→ What to work on
When you reach the line containing "For every instance of the glowing" in the data below, begin returning lines exactly as written, and stop once the line containing "For every instance of the rocky outcrop, the" has been returned.

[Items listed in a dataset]

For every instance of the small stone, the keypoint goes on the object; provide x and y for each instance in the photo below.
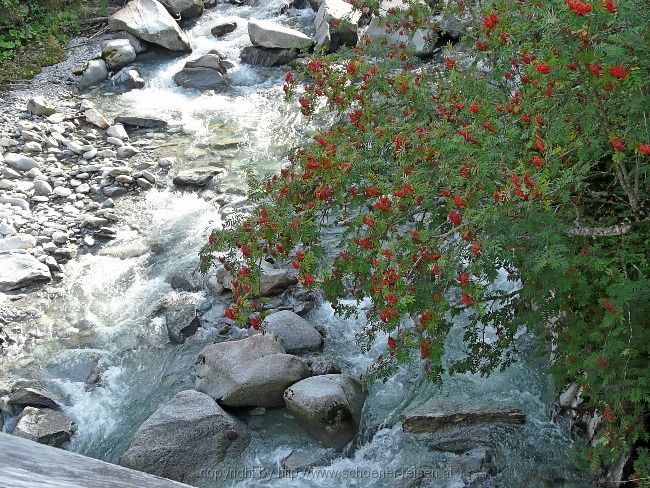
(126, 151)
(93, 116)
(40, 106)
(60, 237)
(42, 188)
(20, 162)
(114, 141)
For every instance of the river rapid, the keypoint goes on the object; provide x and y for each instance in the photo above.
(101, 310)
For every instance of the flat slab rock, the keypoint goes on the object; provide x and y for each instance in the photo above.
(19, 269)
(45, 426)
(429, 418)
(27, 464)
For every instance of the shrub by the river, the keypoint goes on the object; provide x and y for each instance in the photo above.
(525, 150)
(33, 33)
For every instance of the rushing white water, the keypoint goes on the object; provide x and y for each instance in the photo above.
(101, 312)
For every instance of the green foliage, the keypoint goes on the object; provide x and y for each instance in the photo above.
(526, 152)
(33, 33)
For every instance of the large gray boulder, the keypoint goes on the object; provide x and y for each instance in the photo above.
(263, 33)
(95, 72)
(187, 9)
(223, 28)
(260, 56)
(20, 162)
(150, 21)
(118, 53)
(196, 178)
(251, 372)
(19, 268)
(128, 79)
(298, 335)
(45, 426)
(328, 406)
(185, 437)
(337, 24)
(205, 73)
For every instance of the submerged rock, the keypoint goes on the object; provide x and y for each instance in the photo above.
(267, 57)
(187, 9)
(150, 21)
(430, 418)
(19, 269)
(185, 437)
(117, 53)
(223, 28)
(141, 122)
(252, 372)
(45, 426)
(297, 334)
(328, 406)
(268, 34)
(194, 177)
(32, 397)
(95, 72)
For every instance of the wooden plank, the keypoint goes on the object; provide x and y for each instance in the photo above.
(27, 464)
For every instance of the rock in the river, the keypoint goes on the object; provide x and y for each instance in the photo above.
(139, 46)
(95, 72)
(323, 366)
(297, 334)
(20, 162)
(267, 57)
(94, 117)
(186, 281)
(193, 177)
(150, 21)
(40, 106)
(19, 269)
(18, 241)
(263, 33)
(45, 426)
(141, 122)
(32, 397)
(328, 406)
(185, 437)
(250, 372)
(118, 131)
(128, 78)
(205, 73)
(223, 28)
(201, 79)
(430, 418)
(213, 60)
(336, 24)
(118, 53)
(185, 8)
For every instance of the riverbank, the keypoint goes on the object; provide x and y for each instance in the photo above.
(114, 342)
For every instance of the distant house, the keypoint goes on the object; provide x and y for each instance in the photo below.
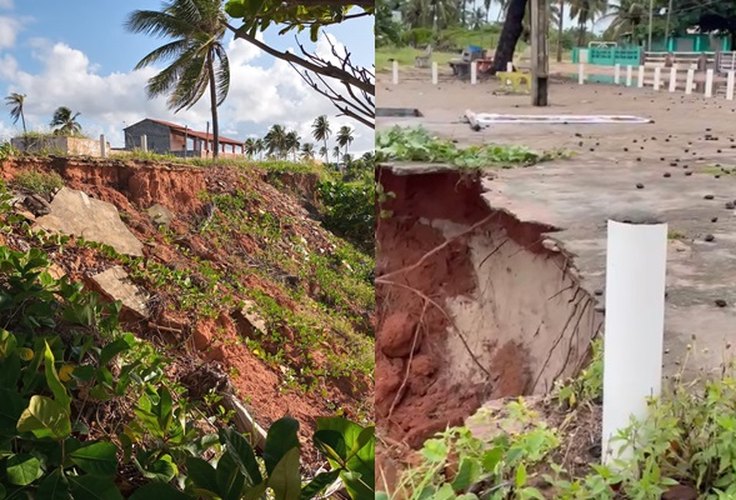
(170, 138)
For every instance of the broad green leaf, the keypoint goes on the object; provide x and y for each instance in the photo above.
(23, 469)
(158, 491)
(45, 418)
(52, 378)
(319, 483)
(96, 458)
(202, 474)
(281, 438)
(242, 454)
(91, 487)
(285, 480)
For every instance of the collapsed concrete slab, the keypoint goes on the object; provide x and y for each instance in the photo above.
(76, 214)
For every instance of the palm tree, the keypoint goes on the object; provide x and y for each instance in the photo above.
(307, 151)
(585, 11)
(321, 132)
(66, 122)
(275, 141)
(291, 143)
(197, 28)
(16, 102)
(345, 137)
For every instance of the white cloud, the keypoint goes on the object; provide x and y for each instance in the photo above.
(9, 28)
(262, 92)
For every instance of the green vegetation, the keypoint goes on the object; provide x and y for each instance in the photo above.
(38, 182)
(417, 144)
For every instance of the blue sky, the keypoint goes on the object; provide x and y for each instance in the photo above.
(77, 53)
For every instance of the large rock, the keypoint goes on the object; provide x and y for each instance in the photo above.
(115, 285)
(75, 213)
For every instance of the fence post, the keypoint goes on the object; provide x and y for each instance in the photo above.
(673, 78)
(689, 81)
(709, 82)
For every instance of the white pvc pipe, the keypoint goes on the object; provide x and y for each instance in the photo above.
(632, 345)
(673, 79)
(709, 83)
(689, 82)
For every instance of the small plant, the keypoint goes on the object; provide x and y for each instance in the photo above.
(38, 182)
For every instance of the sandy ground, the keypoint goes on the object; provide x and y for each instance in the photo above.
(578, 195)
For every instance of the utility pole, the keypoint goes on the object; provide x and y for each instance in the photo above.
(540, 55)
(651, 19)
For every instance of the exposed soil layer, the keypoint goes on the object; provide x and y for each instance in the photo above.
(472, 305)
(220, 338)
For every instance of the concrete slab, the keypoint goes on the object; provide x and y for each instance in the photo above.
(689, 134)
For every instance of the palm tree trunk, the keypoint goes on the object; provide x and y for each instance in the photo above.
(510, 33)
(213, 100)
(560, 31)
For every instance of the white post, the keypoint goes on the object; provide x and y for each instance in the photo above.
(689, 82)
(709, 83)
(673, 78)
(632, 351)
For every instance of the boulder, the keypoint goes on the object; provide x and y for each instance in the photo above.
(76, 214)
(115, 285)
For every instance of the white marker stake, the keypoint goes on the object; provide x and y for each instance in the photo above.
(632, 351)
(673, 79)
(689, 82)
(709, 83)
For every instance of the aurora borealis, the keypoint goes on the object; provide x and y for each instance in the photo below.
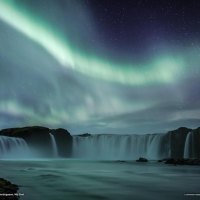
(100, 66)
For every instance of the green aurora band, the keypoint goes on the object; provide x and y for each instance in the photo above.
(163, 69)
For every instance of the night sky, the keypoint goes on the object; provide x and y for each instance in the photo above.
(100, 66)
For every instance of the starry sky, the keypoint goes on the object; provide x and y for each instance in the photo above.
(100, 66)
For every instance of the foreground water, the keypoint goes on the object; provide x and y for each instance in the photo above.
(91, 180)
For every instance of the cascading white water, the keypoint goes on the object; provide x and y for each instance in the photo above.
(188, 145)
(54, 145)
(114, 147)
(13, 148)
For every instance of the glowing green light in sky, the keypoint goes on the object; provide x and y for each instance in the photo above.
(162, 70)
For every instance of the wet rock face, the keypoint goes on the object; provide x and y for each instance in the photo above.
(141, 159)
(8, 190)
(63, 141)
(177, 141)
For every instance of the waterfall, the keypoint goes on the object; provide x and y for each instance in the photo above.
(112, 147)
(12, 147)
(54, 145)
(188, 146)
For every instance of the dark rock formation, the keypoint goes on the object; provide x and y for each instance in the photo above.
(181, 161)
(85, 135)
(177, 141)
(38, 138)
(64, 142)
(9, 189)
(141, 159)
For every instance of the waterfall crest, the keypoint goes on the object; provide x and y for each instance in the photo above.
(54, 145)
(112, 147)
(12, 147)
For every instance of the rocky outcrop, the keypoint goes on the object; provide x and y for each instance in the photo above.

...

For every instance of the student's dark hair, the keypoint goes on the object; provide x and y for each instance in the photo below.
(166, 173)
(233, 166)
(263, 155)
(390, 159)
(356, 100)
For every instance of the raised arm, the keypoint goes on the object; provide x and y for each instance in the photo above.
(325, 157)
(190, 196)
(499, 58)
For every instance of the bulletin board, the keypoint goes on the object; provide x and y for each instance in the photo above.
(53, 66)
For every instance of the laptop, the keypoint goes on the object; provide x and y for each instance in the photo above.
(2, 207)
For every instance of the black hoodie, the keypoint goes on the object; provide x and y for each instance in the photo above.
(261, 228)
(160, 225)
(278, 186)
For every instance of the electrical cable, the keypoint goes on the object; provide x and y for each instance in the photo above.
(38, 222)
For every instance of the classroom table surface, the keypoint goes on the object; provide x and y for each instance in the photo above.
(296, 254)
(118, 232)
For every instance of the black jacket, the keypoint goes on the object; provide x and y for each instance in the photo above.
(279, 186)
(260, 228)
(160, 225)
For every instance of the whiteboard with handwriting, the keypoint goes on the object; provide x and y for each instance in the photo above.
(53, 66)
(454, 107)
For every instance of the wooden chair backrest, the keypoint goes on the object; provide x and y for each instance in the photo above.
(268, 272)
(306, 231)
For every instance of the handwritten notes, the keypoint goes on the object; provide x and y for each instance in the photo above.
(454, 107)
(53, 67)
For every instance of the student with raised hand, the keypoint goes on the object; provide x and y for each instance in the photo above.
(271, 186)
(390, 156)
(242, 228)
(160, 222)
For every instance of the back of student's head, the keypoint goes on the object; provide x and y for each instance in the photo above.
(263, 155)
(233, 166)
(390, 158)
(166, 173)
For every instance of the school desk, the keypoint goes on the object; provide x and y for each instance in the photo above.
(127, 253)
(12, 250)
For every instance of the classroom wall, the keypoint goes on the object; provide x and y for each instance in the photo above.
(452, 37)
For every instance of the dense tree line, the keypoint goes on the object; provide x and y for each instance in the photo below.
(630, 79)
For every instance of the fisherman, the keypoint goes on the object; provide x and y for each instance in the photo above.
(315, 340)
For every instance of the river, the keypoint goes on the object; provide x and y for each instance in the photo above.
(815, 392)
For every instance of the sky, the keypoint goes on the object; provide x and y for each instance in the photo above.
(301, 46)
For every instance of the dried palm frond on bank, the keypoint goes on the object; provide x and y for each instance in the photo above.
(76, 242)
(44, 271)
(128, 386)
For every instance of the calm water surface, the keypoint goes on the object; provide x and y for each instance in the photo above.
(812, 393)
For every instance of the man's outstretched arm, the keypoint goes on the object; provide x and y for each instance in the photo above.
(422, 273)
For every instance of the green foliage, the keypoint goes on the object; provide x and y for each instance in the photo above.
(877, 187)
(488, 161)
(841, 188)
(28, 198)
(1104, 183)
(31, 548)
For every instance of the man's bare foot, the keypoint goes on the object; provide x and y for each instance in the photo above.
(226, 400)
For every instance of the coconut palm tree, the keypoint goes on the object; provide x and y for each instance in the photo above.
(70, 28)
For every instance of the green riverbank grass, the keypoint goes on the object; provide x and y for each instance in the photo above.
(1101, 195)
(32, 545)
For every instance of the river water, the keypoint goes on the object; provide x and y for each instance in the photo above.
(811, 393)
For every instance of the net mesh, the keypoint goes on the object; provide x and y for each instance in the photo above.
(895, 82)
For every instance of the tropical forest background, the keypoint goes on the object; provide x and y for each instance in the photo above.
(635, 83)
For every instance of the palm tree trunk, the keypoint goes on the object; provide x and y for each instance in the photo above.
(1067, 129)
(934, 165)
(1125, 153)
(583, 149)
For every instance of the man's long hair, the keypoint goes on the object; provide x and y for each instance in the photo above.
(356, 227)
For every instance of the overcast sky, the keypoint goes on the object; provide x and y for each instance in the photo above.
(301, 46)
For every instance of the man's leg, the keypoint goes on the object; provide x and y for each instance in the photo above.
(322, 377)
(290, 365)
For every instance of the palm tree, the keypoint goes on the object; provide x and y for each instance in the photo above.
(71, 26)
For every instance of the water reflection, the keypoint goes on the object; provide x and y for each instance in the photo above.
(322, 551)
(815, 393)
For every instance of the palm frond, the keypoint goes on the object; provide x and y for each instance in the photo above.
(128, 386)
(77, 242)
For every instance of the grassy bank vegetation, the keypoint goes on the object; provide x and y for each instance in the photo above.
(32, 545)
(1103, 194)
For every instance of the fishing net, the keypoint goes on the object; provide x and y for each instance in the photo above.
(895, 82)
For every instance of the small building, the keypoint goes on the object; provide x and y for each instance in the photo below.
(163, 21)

---

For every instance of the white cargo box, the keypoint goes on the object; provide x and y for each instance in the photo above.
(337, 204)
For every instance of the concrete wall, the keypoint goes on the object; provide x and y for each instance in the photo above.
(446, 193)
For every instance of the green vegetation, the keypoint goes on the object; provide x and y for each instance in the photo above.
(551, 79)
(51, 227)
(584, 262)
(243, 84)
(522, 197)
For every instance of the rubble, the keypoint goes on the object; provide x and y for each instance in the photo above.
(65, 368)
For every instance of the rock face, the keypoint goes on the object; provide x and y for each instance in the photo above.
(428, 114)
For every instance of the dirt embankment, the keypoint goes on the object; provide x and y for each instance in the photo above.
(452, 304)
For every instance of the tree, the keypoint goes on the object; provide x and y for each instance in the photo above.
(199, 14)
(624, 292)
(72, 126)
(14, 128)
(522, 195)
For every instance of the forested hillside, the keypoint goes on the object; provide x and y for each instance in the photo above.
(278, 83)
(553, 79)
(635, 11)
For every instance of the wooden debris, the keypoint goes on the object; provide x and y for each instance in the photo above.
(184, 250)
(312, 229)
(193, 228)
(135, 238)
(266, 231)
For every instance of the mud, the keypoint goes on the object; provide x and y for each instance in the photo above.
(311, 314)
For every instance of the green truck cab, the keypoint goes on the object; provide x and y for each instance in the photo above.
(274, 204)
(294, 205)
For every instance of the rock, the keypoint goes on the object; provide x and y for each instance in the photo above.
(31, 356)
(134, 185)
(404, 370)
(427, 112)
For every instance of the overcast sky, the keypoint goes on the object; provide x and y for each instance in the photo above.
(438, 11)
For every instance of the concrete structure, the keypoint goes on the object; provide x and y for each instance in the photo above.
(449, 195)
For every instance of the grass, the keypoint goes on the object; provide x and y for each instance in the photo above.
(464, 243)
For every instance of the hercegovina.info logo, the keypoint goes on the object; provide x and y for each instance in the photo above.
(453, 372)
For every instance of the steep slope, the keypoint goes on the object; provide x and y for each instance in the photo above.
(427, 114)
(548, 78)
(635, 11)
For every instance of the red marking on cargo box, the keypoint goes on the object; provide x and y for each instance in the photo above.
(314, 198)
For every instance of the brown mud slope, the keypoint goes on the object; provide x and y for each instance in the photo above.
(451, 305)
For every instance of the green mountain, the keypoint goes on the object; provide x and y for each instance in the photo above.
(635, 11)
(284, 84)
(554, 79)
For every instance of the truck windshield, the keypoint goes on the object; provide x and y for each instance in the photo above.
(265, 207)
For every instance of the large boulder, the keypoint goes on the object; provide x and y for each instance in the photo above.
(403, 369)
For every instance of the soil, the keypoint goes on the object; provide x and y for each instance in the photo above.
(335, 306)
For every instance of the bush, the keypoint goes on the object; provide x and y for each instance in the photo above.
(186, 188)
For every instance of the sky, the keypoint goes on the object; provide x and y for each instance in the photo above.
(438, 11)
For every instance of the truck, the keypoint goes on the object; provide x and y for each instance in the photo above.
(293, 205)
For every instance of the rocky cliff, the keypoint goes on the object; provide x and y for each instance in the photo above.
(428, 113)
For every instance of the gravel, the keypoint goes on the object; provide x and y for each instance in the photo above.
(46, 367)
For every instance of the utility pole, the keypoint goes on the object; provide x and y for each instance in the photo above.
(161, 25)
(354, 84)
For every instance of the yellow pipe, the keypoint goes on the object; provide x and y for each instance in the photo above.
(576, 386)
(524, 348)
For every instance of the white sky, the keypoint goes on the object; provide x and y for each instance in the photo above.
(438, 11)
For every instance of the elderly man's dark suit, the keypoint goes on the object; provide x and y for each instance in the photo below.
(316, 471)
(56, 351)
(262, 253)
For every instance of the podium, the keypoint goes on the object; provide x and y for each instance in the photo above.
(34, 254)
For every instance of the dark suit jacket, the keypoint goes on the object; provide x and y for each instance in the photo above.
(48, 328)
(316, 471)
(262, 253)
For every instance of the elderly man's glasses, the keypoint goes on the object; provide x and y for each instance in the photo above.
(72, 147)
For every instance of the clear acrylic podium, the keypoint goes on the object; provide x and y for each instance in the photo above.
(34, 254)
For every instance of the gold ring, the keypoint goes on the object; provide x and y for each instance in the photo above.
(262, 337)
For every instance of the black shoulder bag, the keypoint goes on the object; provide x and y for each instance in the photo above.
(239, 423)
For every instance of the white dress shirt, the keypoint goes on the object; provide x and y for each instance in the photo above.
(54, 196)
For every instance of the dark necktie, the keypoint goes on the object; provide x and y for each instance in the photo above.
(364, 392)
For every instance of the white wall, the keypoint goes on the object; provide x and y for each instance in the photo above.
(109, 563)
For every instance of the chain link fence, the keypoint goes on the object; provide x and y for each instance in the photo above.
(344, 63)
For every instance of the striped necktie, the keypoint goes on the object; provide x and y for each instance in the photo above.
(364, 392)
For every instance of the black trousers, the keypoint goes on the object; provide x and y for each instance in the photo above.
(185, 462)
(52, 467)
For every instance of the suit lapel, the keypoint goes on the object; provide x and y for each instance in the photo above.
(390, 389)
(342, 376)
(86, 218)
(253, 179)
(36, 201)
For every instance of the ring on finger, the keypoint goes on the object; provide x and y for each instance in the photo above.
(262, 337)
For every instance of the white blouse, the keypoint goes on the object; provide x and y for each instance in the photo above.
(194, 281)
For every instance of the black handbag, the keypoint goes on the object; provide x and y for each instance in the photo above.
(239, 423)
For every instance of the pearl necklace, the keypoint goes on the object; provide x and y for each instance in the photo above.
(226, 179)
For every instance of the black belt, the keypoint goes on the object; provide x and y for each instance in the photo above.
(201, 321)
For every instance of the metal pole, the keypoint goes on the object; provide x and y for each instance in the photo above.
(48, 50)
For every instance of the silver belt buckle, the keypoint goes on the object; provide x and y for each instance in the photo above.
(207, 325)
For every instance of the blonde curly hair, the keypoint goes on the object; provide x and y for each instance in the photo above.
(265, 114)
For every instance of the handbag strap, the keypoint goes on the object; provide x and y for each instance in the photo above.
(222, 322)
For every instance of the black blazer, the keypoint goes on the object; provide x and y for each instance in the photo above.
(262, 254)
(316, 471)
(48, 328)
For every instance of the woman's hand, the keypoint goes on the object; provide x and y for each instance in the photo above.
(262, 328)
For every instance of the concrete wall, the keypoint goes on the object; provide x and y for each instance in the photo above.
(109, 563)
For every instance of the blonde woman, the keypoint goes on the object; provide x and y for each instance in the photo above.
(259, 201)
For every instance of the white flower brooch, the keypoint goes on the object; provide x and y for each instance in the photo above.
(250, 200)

→ Exercise response
For every instance of the glowing green light in sky, the keypoint goes on the object; provide x and y for each instance in the photo above.
(162, 70)
For every instance of the wet rock face, the keypoint goes on the object; provide x and y for each instance in the photo above.
(141, 159)
(8, 190)
(63, 141)
(177, 141)
For every instance of the waterfall, the keypoint goes on the object; provide x and y for each instance in the photo above.
(112, 147)
(12, 147)
(54, 145)
(188, 146)
For every instance of the dark rock formation, the keypoint goes on the object; provide x and y for each instance in the photo above.
(181, 161)
(85, 135)
(177, 141)
(38, 138)
(64, 142)
(9, 189)
(141, 159)
For every instance of the waterfall crest, the keypoint goes on the object; provide x and y for each instance in the photo above.
(54, 145)
(112, 147)
(12, 147)
For every instance of the rocky outcrop, the keypoint goes on the object; provide x and y for each instance in the photo above.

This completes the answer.